:: SOURCE TEXT ::
==================================================

Two differing yet complementary methodologies of interpretation will be suggested — one derived from code analysis, the other from Peircean semiotics. However familiar or iconic, the meaning of this famous photograph proves sensitive to divergent methods used in its analysis. Two main interpretive meanings emerge, meanings which can fundamentally determine the value of the photograph as evidence for Peirce’s character, biography and ideas and political persuasion generally.
The first method of code analysis produces a negative connotation based on a series of intersecting absences. The couple are defined and seen by what they, and the photograph, are not. This is not a studio professional portraiture, of Peirce as a mature scholar: there are limited such images available. This is not a group or institutional setting — when it was taken Peirce has been absent from academic employment for over 20 years. The symbolic indices of careerism, and social position, seem absent — instead of the asserted gaze, attire and composition of social accomplishment, there is a gaze of indeterminate deference and composition of uncertain intimacy. As one of a set of Peirce and Juliette, at Arisbe, this can confirm a negative connotation whose content is one of social isolation. Some snaps, including the pathetic images Juliette bedridden in a large, and empty bedroom, and Charles on his deathbed, seem to express circumstances of poverty, illness, aging, professional failure and social isolation — in short what Brent terms the "endgame" of Peirce’s life (1998).
A sense of spatial location, suggested in this medium shot, of the well and partial building, physically frames the couple within the unfulfilled symbolism of Arisbe. Inspired by the Greek site of cosmology and philosophy, on the river Selleir in Asia Minor, after 1900 the house became an empty testimony of unfulfillment of a stack of business, education and scholarly projects that Peirce undertook, in the 1890’s, and following his loss of employment at John Hopkins.
Admittedly, there is little evidence in it of the grinding, daily poverty and accumulated debts that the couple faced in 1907, when their expenses could only be met by the goodwill of William James. Yet it can be interpreted, inter-textually, as a part of a series of Arisbe snapshots, as a subgenre of individual pathos and loneliness, that together provide visual connoters of what Brent terms the "endgame" of Peirce’s life and career. If a code is present, it is one that substitutes for those of social accomplishment, and is defined through the absence and opposition of visual markers of social identity, success, health and energy.

==================================================

:: RECORDS ::
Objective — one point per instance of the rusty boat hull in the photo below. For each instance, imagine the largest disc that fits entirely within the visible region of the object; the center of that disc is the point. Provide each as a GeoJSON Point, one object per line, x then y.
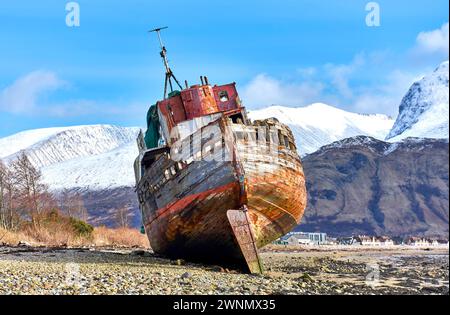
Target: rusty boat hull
{"type": "Point", "coordinates": [205, 208]}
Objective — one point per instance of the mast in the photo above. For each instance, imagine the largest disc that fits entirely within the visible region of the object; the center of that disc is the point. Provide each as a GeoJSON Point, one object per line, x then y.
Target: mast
{"type": "Point", "coordinates": [163, 54]}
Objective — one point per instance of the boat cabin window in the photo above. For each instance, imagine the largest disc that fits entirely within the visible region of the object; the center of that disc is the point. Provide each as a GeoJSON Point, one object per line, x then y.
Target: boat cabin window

==================================================

:: WORK TO DO ::
[a] Explain why the source text says the photograph does not show a group or institutional setting.
[b] Repeat the source text starting with "Two differing yet" and going on through "political persuasion generally.", swapping in "picture" wherever "photograph" appears.

:: EXPECTED OUTPUTS ::
[a] When the photograph was taken, Peirce had been absent from academic employment for over 20 years.

[b]
Two differing yet complementary methodologies of interpretation will be suggested — one derived from code analysis, the other from Peircean semiotics. However familiar or iconic, the meaning of this famous picture proves sensitive to divergent methods used in its analysis. Two main interpretive meanings emerge, meanings which can fundamentally determine the value of the picture as evidence for Peirce’s character, biography and ideas and political persuasion generally.